■ **Instrução 1**
Extraia todas as linhas abaixo que contenham a palavra "instance", diferenciando maiúsculas de minúsculas.

■ **Trecho do texto**
^^^^^^^^

ESCRITO POR ADRIANO BENAYON SEXTA, 30 DE AGOSTO DE 2013
01. Transcorreu agora o 59º aniversário do modelo dependente,
implantado a partir de 24 agosto de 1954, data da deposição do
presidente Getúlio Vargas.
02. O atual quadro da economia brasileira deixa clara a iminência
de mais uma devastadora crise externa, tão ou mais profunda que as
anteriores, como a que levou à moratória submissa em setembro de 1982
(cessaram os pagamentos por falta de divisas), e a do final de 1998, com
o mesmo problema.
03. É o déficit (saldo negativo) com o exterior nas transações
correntes (mercadorias, serviços e rendas) que faz explodir a dívida
externa e suscitar a incapacidade de fazer face ao serviço dela sem
sofrer a intervenção dos bancos estrangeiros e de seus colaboradores,
como o FMI e o Banco Mundial.
04. De janeiro a julho de 2013, esse déficit ascendeu a US$ 52,5
bilhões, quantia quase igual à do déficit total de 2012 (US$ 54,2
bilhões). Em 2013, ele já corresponde a 4% do PIB, sendo que no caso do
Brasil sequer o PIB é nosso, pois a economia tem sido grandemente
desnacionalizada.
05. O déficit cresce demais nos últimos anos. De 2008 a 2012,
somou US$ 204,1 bilhões. No atual ritmo, 2013 poderá ultrapassar 50% do
total acumulado nesses cinco anos.
06. Os déficits nas transações correntes são causados pela volúpia
das empresas transnacionais de transferir lucros às suas matrizes, nas
sedes destas e em paraísos fiscais.
07. Os lucros transferidos como lucros, embora imensos, são muito
menores que os transferidos disfarçadamente em contas do balanço de
serviços e no de mercadorias, através do subfaturamento das exportações e
superfaturamento das importações e até mesmo de operações fictícias.
08. A característica do modelo dependente é a progressiva entrega
dos patrimônios nacionais às empresas transnacionais. O mercado foi o
primeiro desses patrimônios doados, através de incríveis privilégios, ao
capital estrangeiro, começando com a liquidação da indústria
automobilística nacional e a entrega do mercado às montadoras
transnacionais no governo de Juscelino Kubitschek.
09. O senador Vasconcelos Torres (1920/1982) publicou em 1977 o
livro “Automóveis de Ouro para um Povo Descalço”. Decerto “ouro”
referia-se não à qualidade dos automóveis, mas ao preço deles.
10. A p. 94 relatava o senador:
“a) No exercício de 1962 foi registrado, no balanço consolidado
das onze empresas produtoras de veículos automóveis e caminhões, lucro de 65% em relação ao capital social, constituído por máquinas usadas e, aumentado posteriormente, com incorporações de reservas e reavaliação dos ativos”.
11. De fato, como tenho mencionado, as empresas estrangeiras da
indústria automotiva e de outras indústrias – favorecidas por instruções
da SUMOC, o banco central à época – puderam, a partir de janeiro de
1955, importar equipamentos usados, de valor real zero, pois estavam há
anos amortizados, e registrá-los, como se fossem investimento em moeda,
pelo valor que declarassem.

^^^^^^^^

■ **Material fornecido**
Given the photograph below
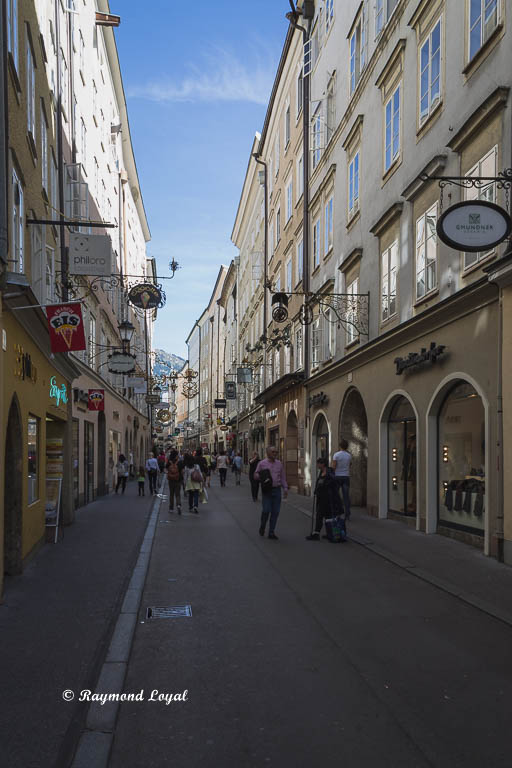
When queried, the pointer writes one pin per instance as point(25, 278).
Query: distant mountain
point(166, 362)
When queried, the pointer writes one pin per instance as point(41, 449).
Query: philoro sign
point(474, 225)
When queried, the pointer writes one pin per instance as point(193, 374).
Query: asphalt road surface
point(305, 654)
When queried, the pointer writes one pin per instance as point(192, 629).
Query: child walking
point(141, 476)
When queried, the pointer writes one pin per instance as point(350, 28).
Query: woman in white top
point(193, 482)
point(341, 462)
point(222, 466)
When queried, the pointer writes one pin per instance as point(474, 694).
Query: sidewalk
point(457, 568)
point(56, 622)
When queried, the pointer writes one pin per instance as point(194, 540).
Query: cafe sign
point(474, 225)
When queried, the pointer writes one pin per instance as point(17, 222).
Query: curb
point(430, 578)
point(93, 750)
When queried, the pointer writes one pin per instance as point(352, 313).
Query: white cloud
point(222, 77)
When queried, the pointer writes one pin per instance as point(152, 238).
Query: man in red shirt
point(270, 472)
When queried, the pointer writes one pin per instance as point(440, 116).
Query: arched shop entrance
point(402, 458)
point(13, 491)
point(461, 452)
point(354, 429)
point(292, 452)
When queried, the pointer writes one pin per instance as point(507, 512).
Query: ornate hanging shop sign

^^^^^^^^

■ **Instrução 2**
Reproduza literalmente a parte do texto acima sobre o modelo econômico dependente que vai de "referia-se não à" até "valor que declarassem.".

■ **Saída completa 1**
When queried, the pointer writes one pin per instance as point(25, 278).
When queried, the pointer writes one pin per instance as point(41, 449).
When queried, the pointer writes one pin per instance as point(193, 374).
When queried, the pointer writes one pin per instance as point(192, 629).
When queried, the pointer writes one pin per instance as point(350, 28).
When queried, the pointer writes one pin per instance as point(474, 694).
When queried, the pointer writes one pin per instance as point(194, 540).
When queried, the pointer writes one pin per instance as point(17, 222).
When queried, the pointer writes one pin per instance as point(352, 313).
When queried, the pointer writes one pin per instance as point(152, 238).
When queried, the pointer writes one pin per instance as point(440, 116).
When queried, the pointer writes one pin per instance as point(507, 512).

■ **Saída completa 2**
referia-se não à qualidade dos automóveis, mas ao preço deles.
10. A p. 94 relatava o senador:
“a) No exercício de 1962 foi registrado, no balanço consolidado
das onze empresas produtoras de veículos automóveis e caminhões, lucro de 65% em relação ao capital social, constituído por máquinas usadas e, aumentado posteriormente, com incorporações de reservas e reavaliação dos ativos”.
11. De fato, como tenho mencionado, as empresas estrangeiras da
indústria automotiva e de outras indústrias – favorecidas por instruções
da SUMOC, o banco central à época – puderam, a partir de janeiro de
1955, importar equipamentos usados, de valor real zero, pois estavam há
anos amortizados, e registrá-los, como se fossem investimento em moeda,
pelo valor que declarassem.